## GIVEN TASK
Filter the items below, copying every line that contains the string "plate".

## RAW DATA
◆ ◆ ◆ ◆
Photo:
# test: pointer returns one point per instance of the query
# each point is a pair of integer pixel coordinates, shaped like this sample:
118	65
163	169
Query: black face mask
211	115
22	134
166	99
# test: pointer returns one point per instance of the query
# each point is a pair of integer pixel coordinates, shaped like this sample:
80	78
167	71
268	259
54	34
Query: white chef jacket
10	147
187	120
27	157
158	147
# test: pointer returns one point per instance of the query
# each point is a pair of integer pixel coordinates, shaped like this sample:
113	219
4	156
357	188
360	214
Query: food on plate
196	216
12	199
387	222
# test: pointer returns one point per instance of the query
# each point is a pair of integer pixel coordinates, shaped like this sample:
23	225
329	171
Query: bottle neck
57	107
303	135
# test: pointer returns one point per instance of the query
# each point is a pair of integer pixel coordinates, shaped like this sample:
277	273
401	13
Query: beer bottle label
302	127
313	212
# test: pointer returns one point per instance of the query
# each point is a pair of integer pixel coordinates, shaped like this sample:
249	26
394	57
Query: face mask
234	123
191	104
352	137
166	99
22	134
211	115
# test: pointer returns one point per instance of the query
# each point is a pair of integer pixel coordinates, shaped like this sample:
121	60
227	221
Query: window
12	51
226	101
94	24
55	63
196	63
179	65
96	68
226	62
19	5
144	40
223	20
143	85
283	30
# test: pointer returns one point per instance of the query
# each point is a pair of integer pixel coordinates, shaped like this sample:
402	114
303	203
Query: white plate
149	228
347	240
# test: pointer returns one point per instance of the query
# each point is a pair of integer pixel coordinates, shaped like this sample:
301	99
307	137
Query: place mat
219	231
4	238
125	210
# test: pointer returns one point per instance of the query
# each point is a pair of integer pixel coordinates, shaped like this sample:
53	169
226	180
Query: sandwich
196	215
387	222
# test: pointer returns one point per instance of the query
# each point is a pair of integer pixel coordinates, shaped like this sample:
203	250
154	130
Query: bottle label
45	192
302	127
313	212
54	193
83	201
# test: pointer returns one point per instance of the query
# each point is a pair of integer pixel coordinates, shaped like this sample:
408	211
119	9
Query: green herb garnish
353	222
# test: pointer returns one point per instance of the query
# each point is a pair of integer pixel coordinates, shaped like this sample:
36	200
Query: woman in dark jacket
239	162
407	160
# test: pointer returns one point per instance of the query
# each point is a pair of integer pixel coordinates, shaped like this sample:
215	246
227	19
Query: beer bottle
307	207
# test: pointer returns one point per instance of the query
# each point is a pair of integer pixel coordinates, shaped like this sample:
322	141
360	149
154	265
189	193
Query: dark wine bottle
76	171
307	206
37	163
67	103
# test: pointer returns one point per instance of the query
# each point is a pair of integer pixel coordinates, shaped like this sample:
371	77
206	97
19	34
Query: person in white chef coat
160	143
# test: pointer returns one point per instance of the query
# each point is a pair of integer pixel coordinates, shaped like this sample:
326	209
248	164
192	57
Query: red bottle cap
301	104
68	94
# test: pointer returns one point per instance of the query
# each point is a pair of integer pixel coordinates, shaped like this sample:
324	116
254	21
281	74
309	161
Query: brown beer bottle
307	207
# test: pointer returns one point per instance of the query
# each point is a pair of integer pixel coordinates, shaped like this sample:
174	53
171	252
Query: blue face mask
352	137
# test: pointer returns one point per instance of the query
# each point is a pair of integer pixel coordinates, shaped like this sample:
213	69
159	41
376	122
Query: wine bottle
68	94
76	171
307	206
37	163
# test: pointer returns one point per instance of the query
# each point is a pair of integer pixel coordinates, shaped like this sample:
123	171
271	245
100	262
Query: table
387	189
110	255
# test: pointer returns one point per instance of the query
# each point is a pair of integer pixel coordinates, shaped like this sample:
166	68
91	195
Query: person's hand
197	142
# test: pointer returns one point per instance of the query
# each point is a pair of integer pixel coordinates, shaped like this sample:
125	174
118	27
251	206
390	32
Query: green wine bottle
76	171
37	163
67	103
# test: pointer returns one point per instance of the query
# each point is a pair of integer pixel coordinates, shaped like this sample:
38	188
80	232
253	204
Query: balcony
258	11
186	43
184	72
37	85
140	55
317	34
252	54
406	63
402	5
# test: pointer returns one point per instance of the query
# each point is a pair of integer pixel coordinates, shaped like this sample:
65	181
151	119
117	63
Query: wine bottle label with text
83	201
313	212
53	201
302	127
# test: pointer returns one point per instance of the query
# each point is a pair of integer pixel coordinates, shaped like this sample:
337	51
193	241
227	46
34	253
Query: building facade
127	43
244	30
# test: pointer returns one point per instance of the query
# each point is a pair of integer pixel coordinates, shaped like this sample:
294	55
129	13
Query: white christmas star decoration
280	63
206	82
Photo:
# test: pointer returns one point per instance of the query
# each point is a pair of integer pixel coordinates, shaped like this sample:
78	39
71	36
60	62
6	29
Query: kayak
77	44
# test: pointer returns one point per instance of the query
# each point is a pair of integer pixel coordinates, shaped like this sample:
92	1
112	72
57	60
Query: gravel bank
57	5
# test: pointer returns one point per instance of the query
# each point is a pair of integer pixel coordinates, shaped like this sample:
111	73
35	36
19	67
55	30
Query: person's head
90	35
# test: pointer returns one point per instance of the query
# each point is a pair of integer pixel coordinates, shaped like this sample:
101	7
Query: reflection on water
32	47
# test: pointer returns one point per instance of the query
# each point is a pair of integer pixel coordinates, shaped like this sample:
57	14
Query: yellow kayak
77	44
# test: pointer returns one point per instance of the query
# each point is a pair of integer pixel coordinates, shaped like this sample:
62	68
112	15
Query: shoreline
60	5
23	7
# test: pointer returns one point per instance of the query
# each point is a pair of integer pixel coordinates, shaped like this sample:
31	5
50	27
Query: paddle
◆ ◆ ◆ ◆
## THE COMPLETED TASK
Query: food on plate
Query: white plate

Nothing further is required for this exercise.